• _TAREFA_:
Prossiga, por favor, o texto sobre as explosões em Beirute a partir do último parágrafo.

• _TEXTO APRESENTADO_:

§ §

Alguns prontos-socorros estavam tão sobrecarregados que chegaram a rejeitar pacientes feridos. Segundo informações do jornal New York Times, o maior hospital da cidade, o St. George, teve as janelas destruídas e está com o telhado em pedaços. Partes do teto caíram sobre pacientes.

Pessoas que estavam internadas na unidade se feriram com os estilhaços e os pais de algumas crianças com câncer tiraram os acessos de seus filhos às pressas e fugiram do local com medo.

Uma fonte da área de segurança disse que vítimas foram levadas para tratamento fora da cidade pois os hospitais de Beirute estavam lotados de feridos. Ambulâncias da Cruz Vermelha do norte e do sul do país e do vale do Beca, no leste, foram chamadas para ajudar.

O governador da cidade de Beirute, Marwan Aboud, viu a explosão como "um desastre nacional semelhante a Hiroshima", em referência à cidade japonesa bombardeada no fim da Segunda Guerra Mundial, e disse que "Beirute é uma cidade arrasada, e a escala dos danos é enorme".

Repercussão internacional

Governos de Israel, França e Estados Unidos ofereceram assistência. O presidente francês, Emmanuel Macron, telefonou para o colega libanês e anunciou o envio de ajuda. "Ele expressou seu apoio e o apoio da França ao povo libanês", informou o palácio do Eliseu, sede do Executivo francês. "Ajuda e recursos franceses estão a caminho", acrescentou a fonte, sem dar maiores detalhes.

O secretário de Estado americano, Mike Pompeo, ofereceu ajuda dos Estados Unidos. "Estamos monitorando [a situação] e estamos prontos para ajudar o povo do Líbano enquanto se recupera desta terrível tragédia", escreveu Pompeo no Twitter. Pompeo disse que os Estados Unidos esperam as conclusões das autoridades libanesas sobre as causas das explosões, que além das vítimas, arrasaram o porto da cidade.

A repórteres, contudo, o presidente norte-americano Donald Trump afirmou que generais americanos lhe disseram que as poderosas explosões em Beirute pareceram ter sido causadas por uma "bomba de algum tipo".

Segundo o ministério alemão das Relações Exteriores, as explosões teriam deixado feridos funcionários da embaixada alemã na cidade. "Não podemos no momento excluir que cidadãos alemães estejam entre os mortos e feridos", informou o ministério.

Soldados da missão da ONU no Líbano (Finul), cujo navio estava ancorado no porto, ficaram gravemente feridos, anunciou a Finul na noite desta terça. Os marinheiros feridos, "alguns dos quais gravemente", foram evacuados para "os hospitais mais próximos". Não foram dadas informações sobre a identidade e a nacionalidade das vítimas.

§ §

• _DADOS FORNECIDOS_:
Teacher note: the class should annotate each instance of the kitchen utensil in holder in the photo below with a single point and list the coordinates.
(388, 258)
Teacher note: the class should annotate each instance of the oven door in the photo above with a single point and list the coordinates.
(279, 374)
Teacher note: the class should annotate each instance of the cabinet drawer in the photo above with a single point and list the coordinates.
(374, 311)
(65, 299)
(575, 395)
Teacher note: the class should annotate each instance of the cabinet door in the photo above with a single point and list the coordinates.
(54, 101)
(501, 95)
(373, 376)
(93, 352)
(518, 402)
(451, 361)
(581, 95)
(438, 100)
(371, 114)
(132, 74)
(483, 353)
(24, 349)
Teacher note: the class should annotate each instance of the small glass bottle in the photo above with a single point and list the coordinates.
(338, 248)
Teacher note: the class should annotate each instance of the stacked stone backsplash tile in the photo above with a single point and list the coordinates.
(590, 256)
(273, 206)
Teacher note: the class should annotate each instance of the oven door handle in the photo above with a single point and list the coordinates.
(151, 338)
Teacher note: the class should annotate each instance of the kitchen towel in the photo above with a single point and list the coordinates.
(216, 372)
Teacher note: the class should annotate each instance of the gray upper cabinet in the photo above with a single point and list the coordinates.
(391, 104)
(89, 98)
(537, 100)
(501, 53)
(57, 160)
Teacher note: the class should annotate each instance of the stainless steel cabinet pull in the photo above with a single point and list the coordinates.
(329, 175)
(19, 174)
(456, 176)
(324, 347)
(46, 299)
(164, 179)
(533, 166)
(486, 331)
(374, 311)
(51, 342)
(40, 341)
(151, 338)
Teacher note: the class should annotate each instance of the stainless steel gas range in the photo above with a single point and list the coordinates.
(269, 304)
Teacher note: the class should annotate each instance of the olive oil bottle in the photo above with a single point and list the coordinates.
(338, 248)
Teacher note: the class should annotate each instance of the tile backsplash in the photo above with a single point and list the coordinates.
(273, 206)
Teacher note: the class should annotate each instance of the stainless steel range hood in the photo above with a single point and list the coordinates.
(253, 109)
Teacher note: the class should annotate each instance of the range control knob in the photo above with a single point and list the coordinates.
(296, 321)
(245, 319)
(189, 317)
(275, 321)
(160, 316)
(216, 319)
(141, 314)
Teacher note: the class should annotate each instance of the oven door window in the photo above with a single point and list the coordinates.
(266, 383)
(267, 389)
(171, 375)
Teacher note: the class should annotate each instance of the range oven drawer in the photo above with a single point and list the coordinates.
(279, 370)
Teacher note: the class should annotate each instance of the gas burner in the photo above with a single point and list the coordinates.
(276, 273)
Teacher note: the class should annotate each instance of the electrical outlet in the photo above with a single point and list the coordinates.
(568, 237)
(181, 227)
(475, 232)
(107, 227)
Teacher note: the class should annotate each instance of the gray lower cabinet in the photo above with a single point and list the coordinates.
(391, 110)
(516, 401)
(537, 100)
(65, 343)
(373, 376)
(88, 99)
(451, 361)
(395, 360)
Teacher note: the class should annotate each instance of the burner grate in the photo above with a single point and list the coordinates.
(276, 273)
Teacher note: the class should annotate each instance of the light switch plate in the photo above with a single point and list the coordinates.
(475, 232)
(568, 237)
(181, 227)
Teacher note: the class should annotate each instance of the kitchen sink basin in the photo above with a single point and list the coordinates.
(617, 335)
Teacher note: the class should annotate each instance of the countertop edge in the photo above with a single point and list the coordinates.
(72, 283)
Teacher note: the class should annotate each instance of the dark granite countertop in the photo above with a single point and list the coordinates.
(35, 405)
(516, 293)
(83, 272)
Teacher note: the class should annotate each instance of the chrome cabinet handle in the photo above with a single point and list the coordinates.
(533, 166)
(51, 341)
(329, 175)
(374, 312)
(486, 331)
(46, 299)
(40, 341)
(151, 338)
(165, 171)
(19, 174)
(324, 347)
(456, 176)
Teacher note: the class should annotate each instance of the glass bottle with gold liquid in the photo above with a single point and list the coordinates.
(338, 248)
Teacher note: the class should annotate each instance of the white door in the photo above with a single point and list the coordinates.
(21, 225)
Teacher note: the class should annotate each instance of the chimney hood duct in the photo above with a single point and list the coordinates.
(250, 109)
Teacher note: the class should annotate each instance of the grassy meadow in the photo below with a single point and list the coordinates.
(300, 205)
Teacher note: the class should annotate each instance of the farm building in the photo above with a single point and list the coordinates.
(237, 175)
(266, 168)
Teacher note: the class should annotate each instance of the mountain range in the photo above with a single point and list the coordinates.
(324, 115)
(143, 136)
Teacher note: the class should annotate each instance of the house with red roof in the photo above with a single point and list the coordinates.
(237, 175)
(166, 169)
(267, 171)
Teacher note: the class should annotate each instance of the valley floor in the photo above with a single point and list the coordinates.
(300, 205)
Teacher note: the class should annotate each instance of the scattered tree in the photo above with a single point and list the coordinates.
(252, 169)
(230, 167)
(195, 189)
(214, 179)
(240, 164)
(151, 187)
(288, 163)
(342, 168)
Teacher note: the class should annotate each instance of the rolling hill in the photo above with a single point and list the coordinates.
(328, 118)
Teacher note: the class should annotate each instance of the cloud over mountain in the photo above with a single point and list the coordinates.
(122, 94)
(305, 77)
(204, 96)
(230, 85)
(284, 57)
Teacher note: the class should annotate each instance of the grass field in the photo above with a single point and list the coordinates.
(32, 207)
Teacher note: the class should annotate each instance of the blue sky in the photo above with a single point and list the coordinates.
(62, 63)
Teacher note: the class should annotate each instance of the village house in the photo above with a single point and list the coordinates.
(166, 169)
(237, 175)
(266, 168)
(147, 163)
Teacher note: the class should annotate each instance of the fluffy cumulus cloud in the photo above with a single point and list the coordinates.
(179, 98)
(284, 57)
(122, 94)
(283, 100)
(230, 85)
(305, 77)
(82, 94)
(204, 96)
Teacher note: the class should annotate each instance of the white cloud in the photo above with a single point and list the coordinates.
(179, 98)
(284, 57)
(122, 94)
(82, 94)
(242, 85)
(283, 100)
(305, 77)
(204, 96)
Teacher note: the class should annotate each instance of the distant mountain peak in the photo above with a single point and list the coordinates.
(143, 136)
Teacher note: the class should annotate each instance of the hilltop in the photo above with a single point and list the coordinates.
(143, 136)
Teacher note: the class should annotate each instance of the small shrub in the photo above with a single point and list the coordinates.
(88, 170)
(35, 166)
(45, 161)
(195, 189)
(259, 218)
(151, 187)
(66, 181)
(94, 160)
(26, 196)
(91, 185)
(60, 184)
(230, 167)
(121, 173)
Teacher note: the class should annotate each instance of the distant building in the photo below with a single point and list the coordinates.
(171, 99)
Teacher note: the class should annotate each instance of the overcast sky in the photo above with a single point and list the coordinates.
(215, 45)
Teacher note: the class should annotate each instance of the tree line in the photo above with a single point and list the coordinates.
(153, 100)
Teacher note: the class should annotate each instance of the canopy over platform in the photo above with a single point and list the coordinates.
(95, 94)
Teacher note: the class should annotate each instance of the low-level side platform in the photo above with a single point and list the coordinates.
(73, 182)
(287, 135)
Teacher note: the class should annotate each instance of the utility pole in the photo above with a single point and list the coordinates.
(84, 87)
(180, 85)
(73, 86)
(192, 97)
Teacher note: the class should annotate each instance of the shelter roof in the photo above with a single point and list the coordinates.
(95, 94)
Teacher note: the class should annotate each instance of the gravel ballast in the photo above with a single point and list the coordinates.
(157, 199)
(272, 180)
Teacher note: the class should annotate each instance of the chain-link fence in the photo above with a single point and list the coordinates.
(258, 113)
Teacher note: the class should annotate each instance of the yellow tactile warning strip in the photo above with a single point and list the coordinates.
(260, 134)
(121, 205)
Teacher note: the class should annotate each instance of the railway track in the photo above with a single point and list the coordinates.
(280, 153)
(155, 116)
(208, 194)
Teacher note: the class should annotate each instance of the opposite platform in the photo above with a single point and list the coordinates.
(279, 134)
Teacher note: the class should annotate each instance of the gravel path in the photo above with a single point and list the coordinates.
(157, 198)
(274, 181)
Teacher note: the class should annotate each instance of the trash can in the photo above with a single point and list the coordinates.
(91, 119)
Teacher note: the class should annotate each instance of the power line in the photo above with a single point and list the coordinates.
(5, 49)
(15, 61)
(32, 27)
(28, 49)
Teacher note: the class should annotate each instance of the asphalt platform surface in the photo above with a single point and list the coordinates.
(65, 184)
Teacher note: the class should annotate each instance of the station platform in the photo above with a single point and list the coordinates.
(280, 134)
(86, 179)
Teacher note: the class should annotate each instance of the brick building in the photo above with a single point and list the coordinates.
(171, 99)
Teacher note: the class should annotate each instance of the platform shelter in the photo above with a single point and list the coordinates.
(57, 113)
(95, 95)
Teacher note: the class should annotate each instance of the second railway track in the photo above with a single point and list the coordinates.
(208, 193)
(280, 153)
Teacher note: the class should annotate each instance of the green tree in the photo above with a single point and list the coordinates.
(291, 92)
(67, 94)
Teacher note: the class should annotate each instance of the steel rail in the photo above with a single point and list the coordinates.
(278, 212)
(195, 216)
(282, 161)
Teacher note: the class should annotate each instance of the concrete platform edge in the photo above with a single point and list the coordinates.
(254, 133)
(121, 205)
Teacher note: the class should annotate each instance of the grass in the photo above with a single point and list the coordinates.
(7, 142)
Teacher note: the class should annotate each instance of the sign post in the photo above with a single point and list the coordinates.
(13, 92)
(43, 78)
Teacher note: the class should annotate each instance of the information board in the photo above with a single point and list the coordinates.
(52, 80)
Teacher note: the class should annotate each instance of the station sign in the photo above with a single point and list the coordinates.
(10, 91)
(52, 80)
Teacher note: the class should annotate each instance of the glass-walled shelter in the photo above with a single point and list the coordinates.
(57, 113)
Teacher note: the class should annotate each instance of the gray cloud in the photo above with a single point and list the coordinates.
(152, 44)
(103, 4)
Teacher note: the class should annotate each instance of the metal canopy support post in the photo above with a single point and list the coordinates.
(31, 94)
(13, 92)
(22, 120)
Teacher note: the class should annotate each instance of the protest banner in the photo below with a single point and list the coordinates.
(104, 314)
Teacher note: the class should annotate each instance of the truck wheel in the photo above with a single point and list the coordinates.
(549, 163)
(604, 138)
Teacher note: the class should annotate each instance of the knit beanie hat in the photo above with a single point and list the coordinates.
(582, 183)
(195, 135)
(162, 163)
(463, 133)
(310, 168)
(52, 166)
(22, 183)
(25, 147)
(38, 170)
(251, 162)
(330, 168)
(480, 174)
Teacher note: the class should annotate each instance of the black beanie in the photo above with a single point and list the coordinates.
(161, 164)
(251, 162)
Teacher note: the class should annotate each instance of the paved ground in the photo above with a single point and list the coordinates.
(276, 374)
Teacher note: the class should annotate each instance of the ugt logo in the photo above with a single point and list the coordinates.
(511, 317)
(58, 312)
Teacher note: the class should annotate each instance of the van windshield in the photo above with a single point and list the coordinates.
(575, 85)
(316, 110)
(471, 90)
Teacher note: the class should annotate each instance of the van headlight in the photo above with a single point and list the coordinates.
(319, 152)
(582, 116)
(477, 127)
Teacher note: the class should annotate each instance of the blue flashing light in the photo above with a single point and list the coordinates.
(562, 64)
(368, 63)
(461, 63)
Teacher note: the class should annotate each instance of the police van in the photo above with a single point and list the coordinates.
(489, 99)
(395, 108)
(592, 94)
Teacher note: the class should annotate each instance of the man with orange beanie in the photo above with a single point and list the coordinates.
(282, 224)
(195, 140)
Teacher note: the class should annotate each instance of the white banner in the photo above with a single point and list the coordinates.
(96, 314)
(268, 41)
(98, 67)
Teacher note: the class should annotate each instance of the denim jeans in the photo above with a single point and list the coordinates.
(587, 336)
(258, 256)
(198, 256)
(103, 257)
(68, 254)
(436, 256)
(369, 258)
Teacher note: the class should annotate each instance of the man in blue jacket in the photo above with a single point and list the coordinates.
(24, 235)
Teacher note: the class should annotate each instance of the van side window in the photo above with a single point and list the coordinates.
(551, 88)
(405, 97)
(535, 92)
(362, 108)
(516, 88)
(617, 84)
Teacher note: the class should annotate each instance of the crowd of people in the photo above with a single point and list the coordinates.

§ §

• _RESPOSTA_:
Agências informam que a explosão pôde ser percebida nas cidades de Nicósia, Limassol e Larnaca, no Chipre, a mais de 200 km.

Momento de crise

O Líbano atravessa sua pior crise econômica em décadas, marcada por depreciação monetária sem precedentes, hiperinflação, demissões em massa e restrições bancárias drásticas, que alimentam há vários meses o descontentamento social. A situação é ainda mais grave durante a pandemia da covid-19, doença causada pelo novo coronavírus.

Há uma semana, após meses de relativa calma, Israel disse que frustrou um ataque "terrorista" e abriu fogo contra homens que cruzaram a "Linha Azul" entre o Líbano e Israel.

O primeiro-ministro israelense, Benjamin Netanyahu, atribuiu a infiltração ao Hezbollah, um movimento armado pró-iraniano muito influente no sul do Líbano e que o Estado judeu considera como seu inimigo. Acusado de "brincar com fogo", o Hezbollah negou qualquer envolvimento.

Em 14 de fevereiro de 2005, um atentado com uma caminhonete carregada de explosivos atingiu o comboio de Rafik Hariri, matando-o com outras 21 pessoas e ferindo mais de 200. A explosão causou chamas de vários metros de altura, quebrando as janelas dos prédios em um raio de meio quilômetro.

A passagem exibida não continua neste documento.